EXCERPTED PASSAGE »
======

The pre-eminent cause of every perceptible thing is itself neither perceptible nor invisible. It is neither error nor truth. It is not kingship. It is not wisdom. It is not one. It is not unity. It is not divinity or goodness. Nor is it a spirit, in the sense in which we understand that word. It is not sonship or fatherhood and it is nothing known to us or to any other being.

— Pseudo-Dionysius the Areopagite, Mystical Theology, Chapter 5 (trans. Colm Luibheid)

This is not atheism. It is a radicalization of the theological impulse: the divine is so real, so full, so excessive, that every positive predicate diminishes it. To say "God is good" risks reducing God to the kind of goodness we already understand. The negation, "God is not good in any sense we can comprehend", is paradoxically more accurate because it preserves the excess.

Meister Eckhart (c. 1260–1328), the Dominican mystic and speculative theologian, pushed this program to its limits. His sermons circle obsessively around the concept of the Godhead (Gottheit), a dimension of divinity beyond even the trinitarian God of Christian theology, beyond being, beyond unity, beyond all determination. Eckhart's most characteristic phrase is Gelassenheit, releasement, letting go, and his most radical claim is that even the concept of God must be released, because clinging to any concept, even a sacred one, is a form of idolatry. The soul that truly lets go finds itself in what Eckhart calls the "desert of the Godhead", a silence beyond words, beyond image, beyond selfhood.

======

BRIEF A »
Three questions on the passage about negative theology:
(i) What reason does the commentary give for why the negation is more accurate than "God is good"?
(ii) Which German word does the passage call Eckhart's most characteristic phrase?
(iii) What does Eckhart call the place where the soul that truly lets go finds itself?

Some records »
======

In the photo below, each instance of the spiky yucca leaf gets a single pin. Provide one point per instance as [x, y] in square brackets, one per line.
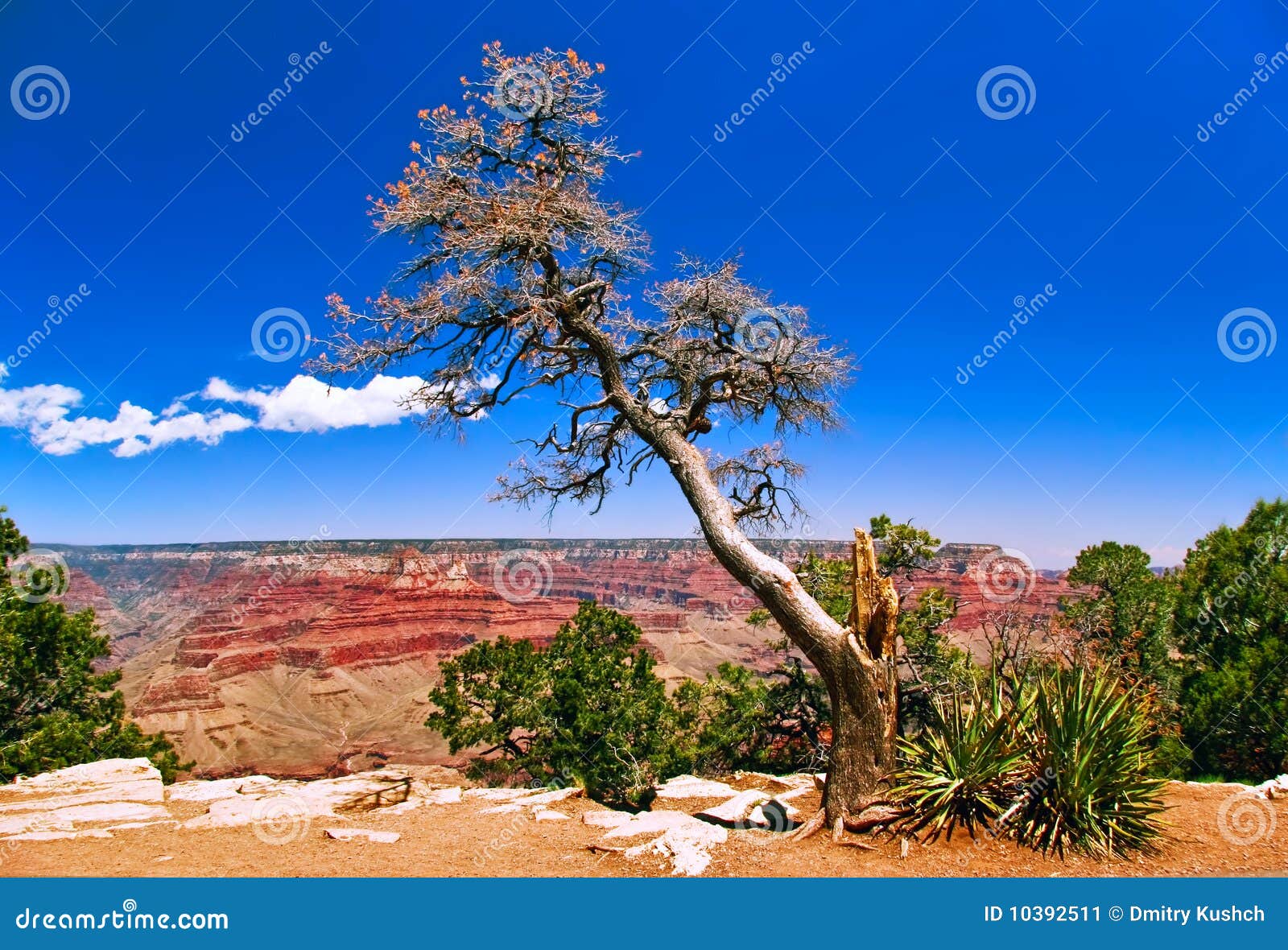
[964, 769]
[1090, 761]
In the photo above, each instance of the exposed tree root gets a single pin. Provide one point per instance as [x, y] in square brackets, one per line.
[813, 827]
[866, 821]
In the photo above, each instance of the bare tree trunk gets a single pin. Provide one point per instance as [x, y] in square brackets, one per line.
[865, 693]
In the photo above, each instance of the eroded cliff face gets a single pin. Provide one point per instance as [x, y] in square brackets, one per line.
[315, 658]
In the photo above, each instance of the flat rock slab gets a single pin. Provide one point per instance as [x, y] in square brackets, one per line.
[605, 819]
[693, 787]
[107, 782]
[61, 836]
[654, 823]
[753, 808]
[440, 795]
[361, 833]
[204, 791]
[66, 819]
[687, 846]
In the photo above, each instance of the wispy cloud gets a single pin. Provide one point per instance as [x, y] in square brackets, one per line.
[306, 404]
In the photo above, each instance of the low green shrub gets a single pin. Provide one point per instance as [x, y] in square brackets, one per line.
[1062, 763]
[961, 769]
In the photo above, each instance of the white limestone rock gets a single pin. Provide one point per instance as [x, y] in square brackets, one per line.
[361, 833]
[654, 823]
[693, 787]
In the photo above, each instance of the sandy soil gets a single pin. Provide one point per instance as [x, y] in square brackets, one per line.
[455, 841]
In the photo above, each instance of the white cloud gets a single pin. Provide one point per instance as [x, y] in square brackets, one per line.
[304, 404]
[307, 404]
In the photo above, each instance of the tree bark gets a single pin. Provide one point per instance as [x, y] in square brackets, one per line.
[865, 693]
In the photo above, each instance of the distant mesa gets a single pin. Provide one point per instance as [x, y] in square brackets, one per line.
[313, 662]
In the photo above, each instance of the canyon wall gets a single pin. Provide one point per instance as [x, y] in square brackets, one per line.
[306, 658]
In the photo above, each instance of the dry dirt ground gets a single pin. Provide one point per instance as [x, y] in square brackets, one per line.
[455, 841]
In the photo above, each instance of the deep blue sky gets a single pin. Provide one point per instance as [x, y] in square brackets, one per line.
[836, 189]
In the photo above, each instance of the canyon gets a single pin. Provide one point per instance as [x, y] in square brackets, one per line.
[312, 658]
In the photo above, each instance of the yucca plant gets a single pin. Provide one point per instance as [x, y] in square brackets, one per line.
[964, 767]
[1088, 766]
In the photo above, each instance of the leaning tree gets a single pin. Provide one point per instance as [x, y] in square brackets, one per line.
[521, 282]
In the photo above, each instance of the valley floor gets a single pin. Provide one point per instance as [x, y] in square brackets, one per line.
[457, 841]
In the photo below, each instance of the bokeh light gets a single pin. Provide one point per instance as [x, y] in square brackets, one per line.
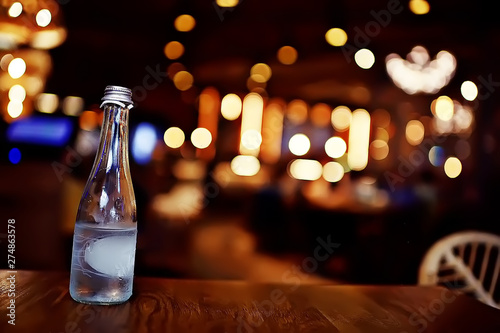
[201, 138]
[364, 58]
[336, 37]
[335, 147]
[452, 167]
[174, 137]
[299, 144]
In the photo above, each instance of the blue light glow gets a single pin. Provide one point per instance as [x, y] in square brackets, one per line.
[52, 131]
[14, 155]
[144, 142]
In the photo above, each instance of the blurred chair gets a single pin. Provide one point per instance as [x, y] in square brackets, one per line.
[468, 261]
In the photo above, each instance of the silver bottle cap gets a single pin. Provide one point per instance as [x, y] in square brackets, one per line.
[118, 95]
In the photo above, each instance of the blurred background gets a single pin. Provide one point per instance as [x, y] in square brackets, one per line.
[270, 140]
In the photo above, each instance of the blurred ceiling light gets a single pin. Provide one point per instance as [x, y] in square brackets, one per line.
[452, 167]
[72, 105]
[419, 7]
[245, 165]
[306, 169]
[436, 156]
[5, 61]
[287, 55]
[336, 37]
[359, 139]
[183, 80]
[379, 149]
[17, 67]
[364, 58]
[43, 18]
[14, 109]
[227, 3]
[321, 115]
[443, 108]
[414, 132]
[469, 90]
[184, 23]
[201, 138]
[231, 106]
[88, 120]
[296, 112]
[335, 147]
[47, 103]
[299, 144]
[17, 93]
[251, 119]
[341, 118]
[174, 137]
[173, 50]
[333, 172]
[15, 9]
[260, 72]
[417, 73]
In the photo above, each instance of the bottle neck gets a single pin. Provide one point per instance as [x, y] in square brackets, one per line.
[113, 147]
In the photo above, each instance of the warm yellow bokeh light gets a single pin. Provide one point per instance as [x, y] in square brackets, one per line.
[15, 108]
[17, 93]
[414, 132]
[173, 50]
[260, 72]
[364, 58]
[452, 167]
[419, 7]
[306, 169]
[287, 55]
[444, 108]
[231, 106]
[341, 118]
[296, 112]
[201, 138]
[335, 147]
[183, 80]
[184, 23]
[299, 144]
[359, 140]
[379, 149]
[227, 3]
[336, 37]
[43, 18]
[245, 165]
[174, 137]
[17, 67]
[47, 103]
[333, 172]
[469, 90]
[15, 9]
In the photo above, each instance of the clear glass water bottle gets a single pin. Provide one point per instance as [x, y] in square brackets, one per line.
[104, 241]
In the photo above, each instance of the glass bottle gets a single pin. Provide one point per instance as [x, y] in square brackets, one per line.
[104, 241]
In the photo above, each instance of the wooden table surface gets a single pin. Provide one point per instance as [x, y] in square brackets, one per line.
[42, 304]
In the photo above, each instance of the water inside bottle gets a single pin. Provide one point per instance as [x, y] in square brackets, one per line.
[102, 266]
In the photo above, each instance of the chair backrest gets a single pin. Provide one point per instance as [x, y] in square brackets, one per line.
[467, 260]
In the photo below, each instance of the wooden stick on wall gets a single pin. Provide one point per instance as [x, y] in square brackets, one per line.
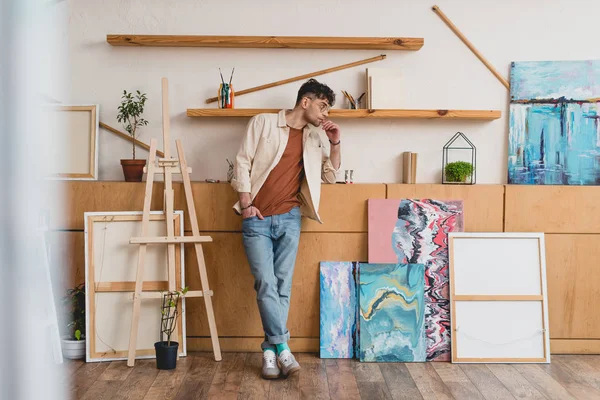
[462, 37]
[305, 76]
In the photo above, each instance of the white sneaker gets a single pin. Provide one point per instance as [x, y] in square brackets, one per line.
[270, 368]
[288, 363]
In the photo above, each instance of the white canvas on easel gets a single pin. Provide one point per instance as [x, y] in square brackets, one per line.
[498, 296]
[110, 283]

======

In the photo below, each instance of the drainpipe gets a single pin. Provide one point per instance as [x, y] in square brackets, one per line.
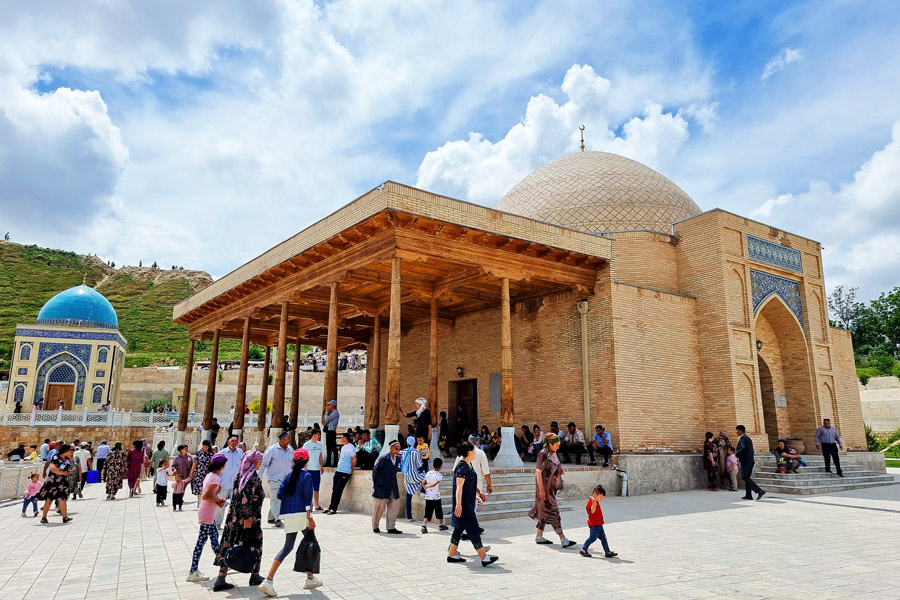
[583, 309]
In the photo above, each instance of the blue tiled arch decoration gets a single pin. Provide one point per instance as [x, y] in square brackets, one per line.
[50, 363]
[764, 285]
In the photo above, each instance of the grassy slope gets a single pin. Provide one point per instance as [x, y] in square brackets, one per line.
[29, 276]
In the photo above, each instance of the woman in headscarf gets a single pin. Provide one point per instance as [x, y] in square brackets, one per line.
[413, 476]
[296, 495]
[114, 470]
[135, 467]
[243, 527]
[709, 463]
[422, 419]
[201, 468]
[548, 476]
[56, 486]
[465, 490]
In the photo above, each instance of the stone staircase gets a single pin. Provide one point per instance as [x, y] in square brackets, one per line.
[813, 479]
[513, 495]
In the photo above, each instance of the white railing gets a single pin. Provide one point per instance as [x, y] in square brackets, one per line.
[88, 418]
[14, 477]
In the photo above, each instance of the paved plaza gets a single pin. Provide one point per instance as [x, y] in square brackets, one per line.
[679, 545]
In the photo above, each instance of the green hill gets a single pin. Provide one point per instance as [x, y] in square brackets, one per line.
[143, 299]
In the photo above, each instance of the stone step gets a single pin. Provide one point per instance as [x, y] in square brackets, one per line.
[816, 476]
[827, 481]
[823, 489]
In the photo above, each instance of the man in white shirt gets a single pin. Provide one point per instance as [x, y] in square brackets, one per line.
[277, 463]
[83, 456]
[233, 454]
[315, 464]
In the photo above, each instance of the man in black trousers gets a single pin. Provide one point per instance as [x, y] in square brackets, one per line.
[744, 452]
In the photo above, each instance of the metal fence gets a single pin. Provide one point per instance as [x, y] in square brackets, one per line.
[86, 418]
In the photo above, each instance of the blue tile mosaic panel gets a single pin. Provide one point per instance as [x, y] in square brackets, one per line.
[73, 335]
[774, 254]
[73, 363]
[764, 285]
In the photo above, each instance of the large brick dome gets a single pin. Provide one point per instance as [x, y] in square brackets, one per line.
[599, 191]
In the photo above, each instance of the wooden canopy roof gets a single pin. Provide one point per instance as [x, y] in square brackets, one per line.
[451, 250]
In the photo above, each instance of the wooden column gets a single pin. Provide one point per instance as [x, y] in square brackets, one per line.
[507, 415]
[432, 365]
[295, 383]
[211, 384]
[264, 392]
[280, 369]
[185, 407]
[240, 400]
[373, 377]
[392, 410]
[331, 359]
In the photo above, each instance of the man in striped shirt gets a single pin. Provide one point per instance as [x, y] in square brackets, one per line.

======

BRIEF B »
Which lines of the listing contain the string "glass"? List every one of them in full.

RESPONSE A »
(i) Because it preserves the excess.
(ii) Gelassenheit (releasement, letting go).
(iii) The "desert of the Godhead."

RESPONSE B »
In the photo above, each instance of the clear glass water bottle gets a single pin. Provide one point per instance as [x, y] in square brackets, one per line.
In the photo above, each instance of the glass bottle gets a single pin. Provide one point per instance as [x, y] in square brackets, one per line.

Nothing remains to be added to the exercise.